== ASSIGNMENT ==
Please repeat the data exactly. Any picture in it stays out.

Segment Start: RECORDS SHOWN

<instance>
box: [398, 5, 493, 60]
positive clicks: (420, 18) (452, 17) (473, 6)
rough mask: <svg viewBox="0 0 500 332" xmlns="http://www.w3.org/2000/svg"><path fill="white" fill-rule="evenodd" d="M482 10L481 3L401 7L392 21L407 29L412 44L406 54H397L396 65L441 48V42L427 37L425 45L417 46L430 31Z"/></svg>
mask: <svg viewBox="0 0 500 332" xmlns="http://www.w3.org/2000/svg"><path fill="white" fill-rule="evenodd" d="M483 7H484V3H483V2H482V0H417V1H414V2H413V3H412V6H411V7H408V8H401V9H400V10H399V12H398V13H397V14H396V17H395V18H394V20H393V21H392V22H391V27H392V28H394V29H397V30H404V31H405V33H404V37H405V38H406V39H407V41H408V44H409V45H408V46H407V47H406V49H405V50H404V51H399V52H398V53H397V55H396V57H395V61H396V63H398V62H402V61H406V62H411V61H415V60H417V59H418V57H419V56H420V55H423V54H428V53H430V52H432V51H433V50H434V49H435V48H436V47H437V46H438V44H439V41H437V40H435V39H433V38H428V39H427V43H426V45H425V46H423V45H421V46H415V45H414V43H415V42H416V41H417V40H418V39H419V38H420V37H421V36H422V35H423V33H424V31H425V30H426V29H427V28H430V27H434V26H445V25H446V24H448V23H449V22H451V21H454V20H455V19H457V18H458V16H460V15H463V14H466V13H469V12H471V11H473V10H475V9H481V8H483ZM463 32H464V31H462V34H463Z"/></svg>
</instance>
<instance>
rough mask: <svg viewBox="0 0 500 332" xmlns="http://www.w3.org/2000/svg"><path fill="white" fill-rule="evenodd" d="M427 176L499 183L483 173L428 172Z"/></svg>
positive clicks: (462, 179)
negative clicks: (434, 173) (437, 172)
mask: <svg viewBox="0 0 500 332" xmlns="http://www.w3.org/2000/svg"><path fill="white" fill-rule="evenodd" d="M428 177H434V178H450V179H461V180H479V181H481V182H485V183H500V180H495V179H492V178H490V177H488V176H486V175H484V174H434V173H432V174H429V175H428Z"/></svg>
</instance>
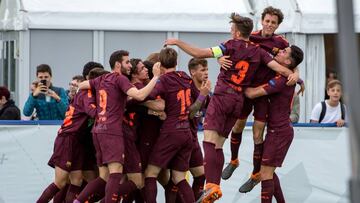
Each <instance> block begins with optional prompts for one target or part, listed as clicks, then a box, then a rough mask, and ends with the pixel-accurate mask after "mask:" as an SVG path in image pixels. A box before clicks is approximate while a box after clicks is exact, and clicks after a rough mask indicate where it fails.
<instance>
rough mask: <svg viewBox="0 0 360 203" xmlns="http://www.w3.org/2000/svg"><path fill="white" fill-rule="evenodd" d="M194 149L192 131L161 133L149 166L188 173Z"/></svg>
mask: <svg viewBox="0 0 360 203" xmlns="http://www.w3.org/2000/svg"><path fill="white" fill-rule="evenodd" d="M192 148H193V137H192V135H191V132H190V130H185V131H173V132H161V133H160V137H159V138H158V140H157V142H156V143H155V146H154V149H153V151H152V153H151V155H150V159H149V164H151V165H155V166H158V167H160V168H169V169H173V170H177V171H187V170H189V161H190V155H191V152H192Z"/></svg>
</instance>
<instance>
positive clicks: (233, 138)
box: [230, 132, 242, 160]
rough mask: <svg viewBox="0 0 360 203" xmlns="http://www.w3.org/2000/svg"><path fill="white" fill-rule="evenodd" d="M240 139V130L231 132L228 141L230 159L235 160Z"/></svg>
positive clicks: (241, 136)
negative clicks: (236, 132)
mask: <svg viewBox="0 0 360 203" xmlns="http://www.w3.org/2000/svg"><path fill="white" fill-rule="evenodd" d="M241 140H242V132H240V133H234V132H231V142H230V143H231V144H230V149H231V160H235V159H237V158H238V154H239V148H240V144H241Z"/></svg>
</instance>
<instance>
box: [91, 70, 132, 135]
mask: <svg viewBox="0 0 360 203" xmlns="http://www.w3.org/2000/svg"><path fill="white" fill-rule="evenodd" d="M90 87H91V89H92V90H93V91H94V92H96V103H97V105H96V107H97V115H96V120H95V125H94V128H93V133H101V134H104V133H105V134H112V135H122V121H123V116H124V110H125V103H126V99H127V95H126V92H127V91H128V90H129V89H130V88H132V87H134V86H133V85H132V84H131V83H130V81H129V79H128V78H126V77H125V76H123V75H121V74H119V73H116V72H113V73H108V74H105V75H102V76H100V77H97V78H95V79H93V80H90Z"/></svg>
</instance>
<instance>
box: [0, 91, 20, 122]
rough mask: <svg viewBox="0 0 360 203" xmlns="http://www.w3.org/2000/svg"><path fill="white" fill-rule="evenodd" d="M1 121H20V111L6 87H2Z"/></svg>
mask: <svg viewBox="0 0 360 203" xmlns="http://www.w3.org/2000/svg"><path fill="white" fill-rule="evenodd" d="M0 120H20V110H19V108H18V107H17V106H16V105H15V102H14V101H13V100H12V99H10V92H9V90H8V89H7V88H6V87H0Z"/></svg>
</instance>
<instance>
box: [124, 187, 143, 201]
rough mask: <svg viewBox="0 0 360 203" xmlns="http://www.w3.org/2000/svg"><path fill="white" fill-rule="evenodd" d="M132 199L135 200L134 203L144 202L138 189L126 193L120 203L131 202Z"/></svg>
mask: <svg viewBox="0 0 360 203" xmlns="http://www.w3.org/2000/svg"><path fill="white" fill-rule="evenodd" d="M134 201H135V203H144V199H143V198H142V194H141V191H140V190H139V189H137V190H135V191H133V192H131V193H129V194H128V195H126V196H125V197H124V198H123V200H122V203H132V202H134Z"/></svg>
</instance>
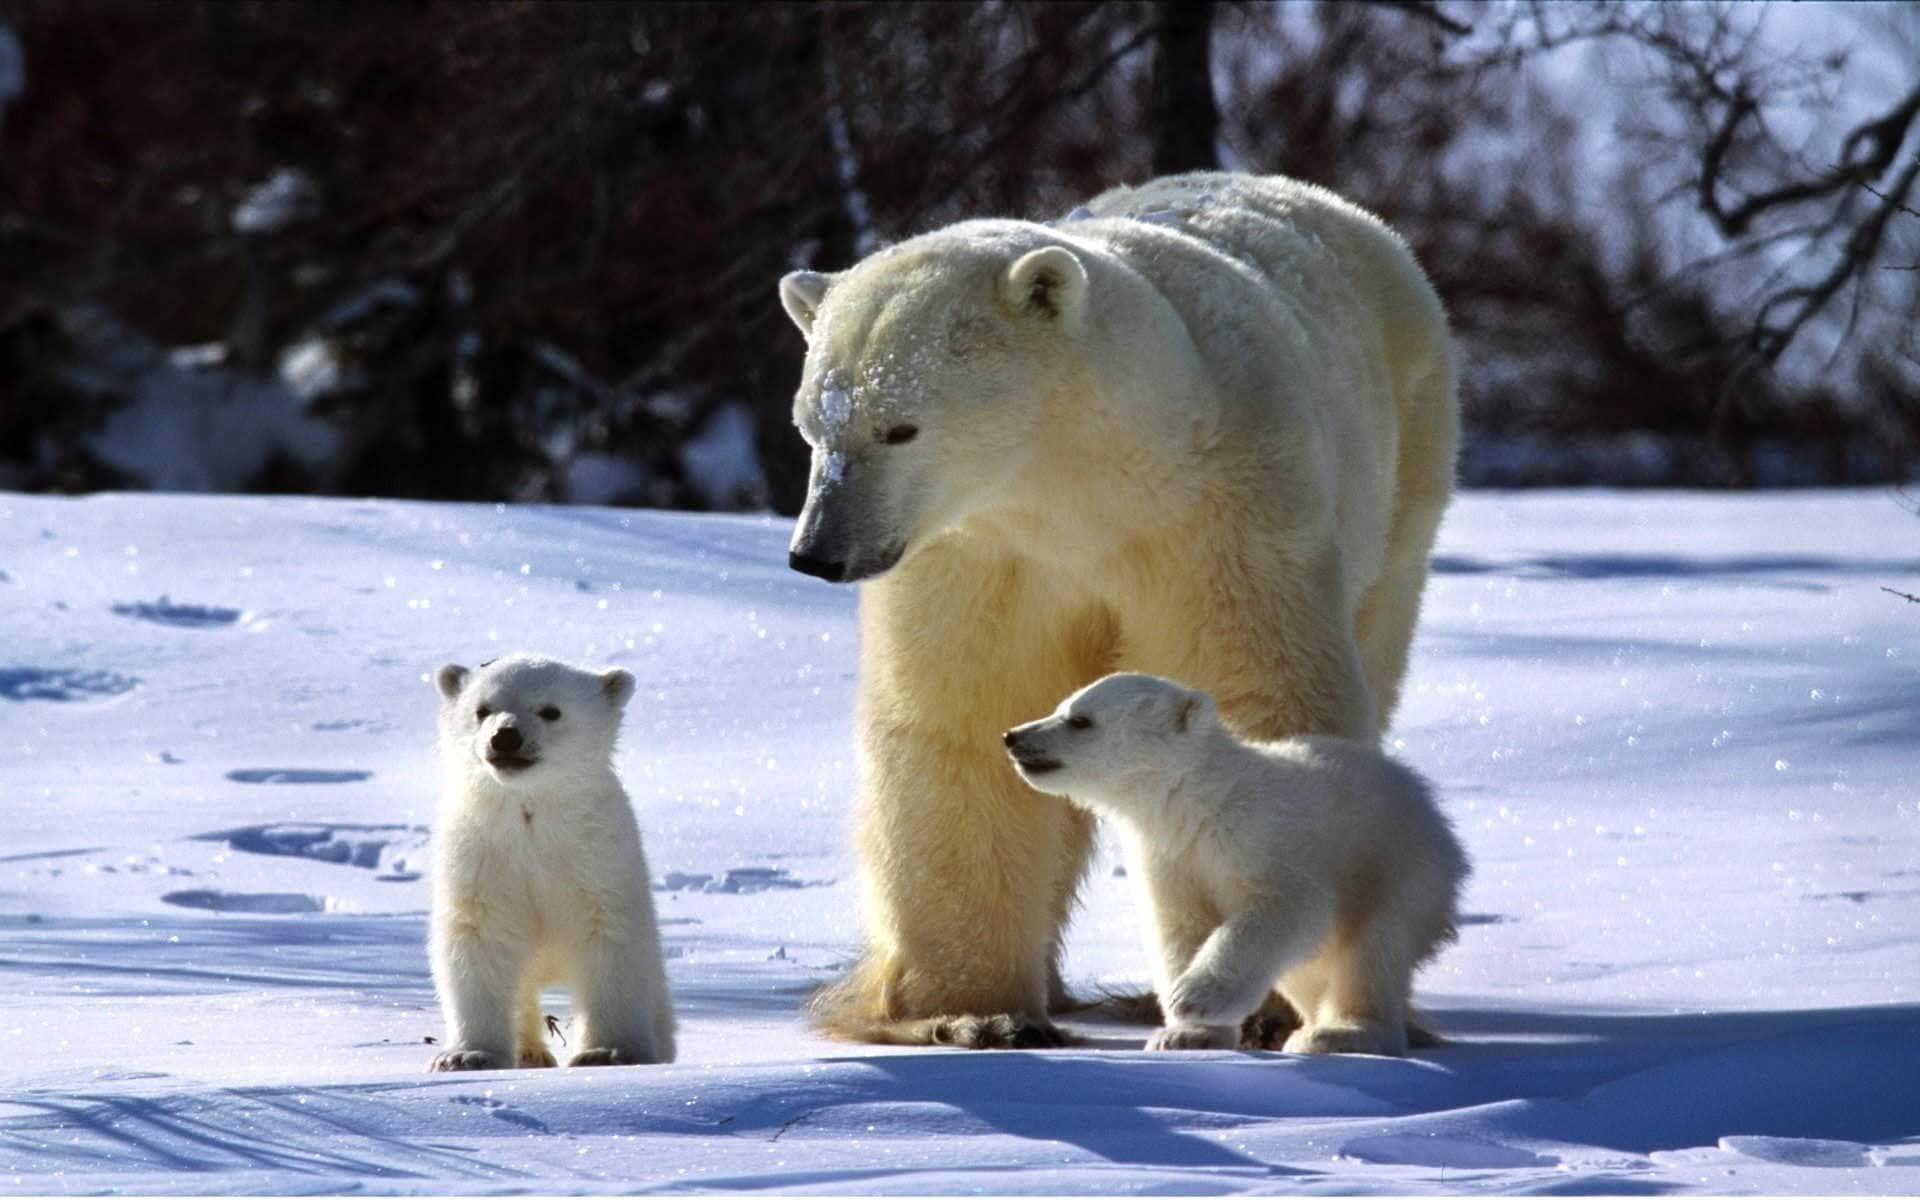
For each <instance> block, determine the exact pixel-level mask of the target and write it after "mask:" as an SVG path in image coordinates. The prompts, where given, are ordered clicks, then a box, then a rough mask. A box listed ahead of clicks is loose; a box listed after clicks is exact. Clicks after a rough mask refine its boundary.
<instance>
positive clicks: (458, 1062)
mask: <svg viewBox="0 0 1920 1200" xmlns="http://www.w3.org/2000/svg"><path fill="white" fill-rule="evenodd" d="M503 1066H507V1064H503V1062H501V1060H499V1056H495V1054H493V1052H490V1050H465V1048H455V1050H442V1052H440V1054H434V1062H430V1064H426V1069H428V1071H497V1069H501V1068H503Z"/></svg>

Segment End: RECORDS SHOWN

== ANSWER BOX ==
<instance>
box: [398, 5, 493, 60]
positive clicks: (420, 18) (452, 17) (473, 6)
rough mask: <svg viewBox="0 0 500 332" xmlns="http://www.w3.org/2000/svg"><path fill="white" fill-rule="evenodd" d="M482 10L481 3L401 7L392 21L407 29L412 44L406 54H397L396 65L441 48V42L427 37L425 45L417 46L430 31Z"/></svg>
mask: <svg viewBox="0 0 500 332" xmlns="http://www.w3.org/2000/svg"><path fill="white" fill-rule="evenodd" d="M483 7H484V3H483V2H482V0H417V1H414V2H413V3H412V6H411V7H408V8H401V9H400V10H399V12H398V13H397V14H396V17H395V18H394V20H393V21H392V22H391V27H392V28H394V29H397V30H404V31H405V33H404V37H405V38H406V39H407V41H408V44H409V45H408V46H407V47H406V49H405V50H404V51H399V52H398V53H397V55H396V57H395V61H396V63H398V62H402V61H406V62H411V61H415V60H417V59H418V57H419V56H420V55H423V54H428V53H430V52H432V51H433V50H434V49H435V48H436V47H437V46H438V44H439V41H437V40H435V39H433V38H428V39H427V43H426V45H425V46H423V45H421V46H415V45H414V43H415V42H416V41H417V40H418V39H419V38H420V37H421V36H422V35H423V33H424V31H425V30H426V29H427V28H430V27H434V26H445V25H446V24H448V23H449V22H451V21H454V20H455V19H457V18H458V16H460V15H463V14H466V13H469V12H471V11H473V10H475V9H481V8H483ZM463 32H464V31H462V34H463Z"/></svg>
</instance>
<instance>
rough mask: <svg viewBox="0 0 500 332" xmlns="http://www.w3.org/2000/svg"><path fill="white" fill-rule="evenodd" d="M427 176L499 183L483 173L428 172Z"/></svg>
positive clicks: (462, 179)
negative clicks: (434, 173) (437, 172)
mask: <svg viewBox="0 0 500 332" xmlns="http://www.w3.org/2000/svg"><path fill="white" fill-rule="evenodd" d="M428 177H434V178H450V179H461V180H479V181H481V182H485V183H500V180H495V179H492V178H490V177H488V176H486V175H484V174H434V173H432V174H429V175H428Z"/></svg>
</instance>
Each <instance> block begins with optional prompts for one target or part, listed as clicks, then a box, then a rough mask, and ends with the pixel-accurate mask after "mask:" as an SVG path in image pixels. A box before clicks is approximate while a box after clicks is exact, and clicks after a rough mask indicate where it fails.
<instance>
rough mask: <svg viewBox="0 0 360 203" xmlns="http://www.w3.org/2000/svg"><path fill="white" fill-rule="evenodd" d="M194 149L192 131L161 133L149 166L188 173Z"/></svg>
mask: <svg viewBox="0 0 360 203" xmlns="http://www.w3.org/2000/svg"><path fill="white" fill-rule="evenodd" d="M192 148H193V137H192V135H191V132H190V130H185V131H173V132H161V133H160V137H159V138H158V140H157V142H156V143H155V146H154V149H153V151H152V153H151V155H150V159H149V164H151V165H155V166H158V167H160V168H169V169H173V170H177V171H187V170H189V161H190V155H191V152H192Z"/></svg>
</instance>
<instance>
positive clicks: (233, 138)
box: [230, 132, 242, 160]
rough mask: <svg viewBox="0 0 360 203" xmlns="http://www.w3.org/2000/svg"><path fill="white" fill-rule="evenodd" d="M240 139V130L231 132L228 141L230 159L235 160Z"/></svg>
positive clicks: (241, 136)
negative clicks: (236, 132)
mask: <svg viewBox="0 0 360 203" xmlns="http://www.w3.org/2000/svg"><path fill="white" fill-rule="evenodd" d="M241 140H242V132H240V133H234V132H231V142H230V143H231V144H230V149H231V160H235V159H237V158H238V154H239V148H240V144H241Z"/></svg>
</instance>
<instance>
box: [91, 70, 132, 135]
mask: <svg viewBox="0 0 360 203" xmlns="http://www.w3.org/2000/svg"><path fill="white" fill-rule="evenodd" d="M90 87H91V89H92V90H93V91H94V92H96V103H97V105H96V107H97V115H96V120H95V125H94V128H93V133H101V134H104V133H105V134H112V135H122V121H123V116H124V110H125V103H126V99H127V95H126V92H127V91H128V90H129V89H130V88H132V87H134V86H133V85H132V84H131V83H130V81H129V79H128V78H126V77H125V76H123V75H121V74H119V73H116V72H113V73H108V74H105V75H102V76H100V77H97V78H95V79H93V80H90Z"/></svg>
</instance>
<instance>
box: [0, 91, 20, 122]
rough mask: <svg viewBox="0 0 360 203" xmlns="http://www.w3.org/2000/svg"><path fill="white" fill-rule="evenodd" d="M1 121H20V111L6 87H2Z"/></svg>
mask: <svg viewBox="0 0 360 203" xmlns="http://www.w3.org/2000/svg"><path fill="white" fill-rule="evenodd" d="M0 120H20V110H19V108H18V107H17V106H16V105H15V102H14V101H13V100H12V99H10V92H9V90H8V89H7V88H6V87H0Z"/></svg>
</instance>
<instance>
box: [124, 187, 143, 201]
rough mask: <svg viewBox="0 0 360 203" xmlns="http://www.w3.org/2000/svg"><path fill="white" fill-rule="evenodd" d="M132 199L135 200L134 203L144 202L138 189L126 193L120 203L131 202Z"/></svg>
mask: <svg viewBox="0 0 360 203" xmlns="http://www.w3.org/2000/svg"><path fill="white" fill-rule="evenodd" d="M134 201H135V203H144V199H143V198H142V194H141V191H140V190H139V189H137V190H135V191H133V192H131V193H129V194H128V195H126V196H125V197H124V198H123V200H122V203H132V202H134Z"/></svg>
</instance>
For each <instance> block, determine the exact pixel-level mask of the target and write it after "mask:" as an SVG path in image coordinates. The prompts, where given, are ordered clicks, then a box, then a rough mask. A box listed ahead of clicks is loose; a box listed after clicks is exact. Clicks after a rough mask refine its boundary.
<instance>
positive clicks: (458, 1062)
mask: <svg viewBox="0 0 1920 1200" xmlns="http://www.w3.org/2000/svg"><path fill="white" fill-rule="evenodd" d="M503 1066H507V1064H503V1062H501V1060H499V1056H495V1054H493V1052H490V1050H465V1048H455V1050H442V1052H440V1054H434V1062H430V1064H426V1069H428V1071H497V1069H501V1068H503Z"/></svg>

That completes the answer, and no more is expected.